_Exercise details_
Write down each entry again, exactly as it reads.

_Data entries_
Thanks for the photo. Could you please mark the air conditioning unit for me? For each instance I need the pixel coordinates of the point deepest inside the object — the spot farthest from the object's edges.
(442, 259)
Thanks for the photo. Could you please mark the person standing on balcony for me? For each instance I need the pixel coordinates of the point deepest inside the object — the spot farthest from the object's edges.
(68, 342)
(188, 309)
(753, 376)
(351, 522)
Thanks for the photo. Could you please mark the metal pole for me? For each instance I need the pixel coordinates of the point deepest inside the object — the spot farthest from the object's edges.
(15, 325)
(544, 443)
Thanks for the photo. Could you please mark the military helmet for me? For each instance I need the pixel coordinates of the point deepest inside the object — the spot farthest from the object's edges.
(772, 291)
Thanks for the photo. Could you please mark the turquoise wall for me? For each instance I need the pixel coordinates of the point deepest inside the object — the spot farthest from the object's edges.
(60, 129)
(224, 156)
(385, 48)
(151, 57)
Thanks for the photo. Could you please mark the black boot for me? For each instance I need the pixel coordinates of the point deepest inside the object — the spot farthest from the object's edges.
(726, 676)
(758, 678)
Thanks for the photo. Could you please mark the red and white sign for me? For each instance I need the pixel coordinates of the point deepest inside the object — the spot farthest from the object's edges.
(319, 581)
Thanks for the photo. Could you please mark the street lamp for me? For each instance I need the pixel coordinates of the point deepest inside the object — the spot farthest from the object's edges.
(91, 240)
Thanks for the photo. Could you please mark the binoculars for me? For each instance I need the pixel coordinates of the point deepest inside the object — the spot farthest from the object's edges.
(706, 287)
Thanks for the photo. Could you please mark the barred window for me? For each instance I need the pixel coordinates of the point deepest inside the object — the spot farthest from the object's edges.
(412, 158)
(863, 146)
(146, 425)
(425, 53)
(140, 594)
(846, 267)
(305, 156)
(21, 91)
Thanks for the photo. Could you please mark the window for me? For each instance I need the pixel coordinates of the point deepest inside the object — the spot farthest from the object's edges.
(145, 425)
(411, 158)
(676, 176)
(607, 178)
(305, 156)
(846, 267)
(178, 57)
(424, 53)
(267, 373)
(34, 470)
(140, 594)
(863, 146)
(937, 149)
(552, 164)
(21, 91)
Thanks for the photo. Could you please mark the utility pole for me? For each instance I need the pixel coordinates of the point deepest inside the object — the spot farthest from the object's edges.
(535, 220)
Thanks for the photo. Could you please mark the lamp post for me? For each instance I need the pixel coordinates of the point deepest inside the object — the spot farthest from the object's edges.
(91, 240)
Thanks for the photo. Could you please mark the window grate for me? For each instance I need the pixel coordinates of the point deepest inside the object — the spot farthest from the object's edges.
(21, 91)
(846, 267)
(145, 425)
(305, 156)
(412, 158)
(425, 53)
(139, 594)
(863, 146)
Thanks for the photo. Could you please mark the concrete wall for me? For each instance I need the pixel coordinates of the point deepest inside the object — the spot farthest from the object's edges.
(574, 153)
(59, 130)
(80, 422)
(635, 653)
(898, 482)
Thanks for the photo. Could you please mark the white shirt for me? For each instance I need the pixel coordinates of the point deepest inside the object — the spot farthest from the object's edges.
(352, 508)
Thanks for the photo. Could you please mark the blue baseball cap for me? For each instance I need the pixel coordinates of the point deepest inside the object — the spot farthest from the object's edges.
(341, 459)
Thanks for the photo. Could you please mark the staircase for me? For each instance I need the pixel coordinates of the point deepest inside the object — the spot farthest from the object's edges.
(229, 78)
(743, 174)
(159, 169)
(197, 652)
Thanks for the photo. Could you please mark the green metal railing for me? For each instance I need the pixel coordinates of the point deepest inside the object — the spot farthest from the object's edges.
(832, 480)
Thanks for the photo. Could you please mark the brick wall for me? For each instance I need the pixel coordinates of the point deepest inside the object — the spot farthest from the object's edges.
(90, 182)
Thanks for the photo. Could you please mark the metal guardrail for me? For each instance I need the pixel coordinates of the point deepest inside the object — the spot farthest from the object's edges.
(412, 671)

_Output for this task_
Thanks for the photo. Could you please mark the air conditioning unit for me? For each instance I need the pixel coordinates of the point deepest inside the object — the spot farthest from the object's edges.
(442, 259)
Thanks for the photo. Could you please mark the person standing on balcony for me? For each instance I need the pixel coordinates of the point deepest inside the object — the spot farthest from the object's edges.
(68, 342)
(188, 309)
(753, 376)
(351, 522)
Thanks for the photo. Could you please mark the metal pole for me? For each instance I need the pixel coordinates of the point deepest inside the object — the spot farthest from the object's edges.
(15, 325)
(544, 443)
Thanks for the photo. Could you please mark the military helmet for me? For each instance I need the pixel coordinates of the point deepest inside the object — the spot farthest from the object's edges.
(772, 291)
Thanks for the photo. Could you please mark the turquoise wall for me? For each instance I need the pixel coordinates of the point deepest inside the object — the spot farthest from the object's edges.
(60, 129)
(224, 156)
(385, 48)
(151, 57)
Thanks for the photo. Could you please mark the black boot for me? For each instance I need the pixel coordinates of the point deepest inside the object — the spot farthest from the object's edges.
(726, 676)
(758, 678)
Thanks for the photo. Could you please mark the red and white sign for me? For each instance I need the pixel coordinates of the point deepest inside the object — the spot farthest from the object's edges.
(319, 581)
Thanks for the photo. Could you please mark the street lamp for me? For each instance I need the pixel coordinates of the point deepest inside the object — the spot farthest from the object's edges.
(91, 240)
Thanks for the photo. Could you please mark the binoculars for me? For each instance I need the pixel coordinates of the point deepest inside the object — the spot farthest from the object's edges.
(706, 287)
Thanks for the photo. Could you please mark the barred window for me? For each instance I need the pixel coordinates of the point deepest inside the object — the spot farthest from the object's edges.
(412, 158)
(863, 146)
(146, 425)
(425, 53)
(140, 594)
(846, 267)
(305, 156)
(21, 91)
Thanks for the photo. Could you please mark the window for me? For each instance I need the pixel coordinates of the point deepest inside the object — the spot farthest from the object's edges.
(145, 425)
(411, 158)
(676, 176)
(607, 178)
(305, 156)
(846, 267)
(178, 57)
(424, 53)
(267, 373)
(34, 470)
(140, 594)
(863, 146)
(937, 149)
(552, 164)
(21, 91)
Thanks for the photo. Could you please mark the utility pole for me? For each instance I need the pixel coordinates of the point deepest inside the object — the spot farthest from the object's edges.
(535, 220)
Thanks for the photo. Could you please mark the lamp post for me? For each instance I need the pixel coordinates of the point deepest inside the object — the spot farthest from the object's edges.
(91, 240)
Thanks for the photo. Could you please mark the window grate for me? For each instance I need the pixel coordinates of the point deepest inside the object — the spot farthest from the object's edges.
(21, 91)
(846, 267)
(145, 425)
(305, 156)
(412, 158)
(425, 53)
(139, 594)
(863, 146)
Thanks for the photo. Could you please mark the concrete wall for me? For each instance I need the pixel coordinates of the point deepest inside the object — the spot farthest from the object's edges.
(574, 153)
(59, 130)
(80, 422)
(635, 653)
(898, 482)
Thanks for the photo. Could you please mark the white shirt for me? For each instance I need the pixel coordinates of the point deepest inside the object — the spot farthest from the object's edges.
(352, 508)
Thanks for the photo. Could you please mark the blue baseball cap for me? For each instance I need the pixel coordinates of the point deepest inside the object — the spot farthest from the object's edges.
(341, 459)
Thanks for the photo. Could you please mark the staircase for me? For each instance I need the pixel coordinates of the point deepest inside the object — the spot farthest from the object's edges.
(229, 78)
(743, 174)
(159, 169)
(197, 652)
Thanks for the photo. Could you please mark the green metal railing for me? For each instance I need the pixel coordinates of the point deepest inside the object — the spot farthest from the object's edges.
(832, 480)
Thanks for the photo. Could you please mark the brick wall for me? For each instance I need the pixel coordinates of the point deepest inside the object — the spot farthest from the object's edges.
(90, 182)
Thanks for the photo. Could you please mark the metal guardrail for me? For each instance I need the pixel coordinates of the point deepest inside the object — the spot farthest from the object's edges.
(412, 671)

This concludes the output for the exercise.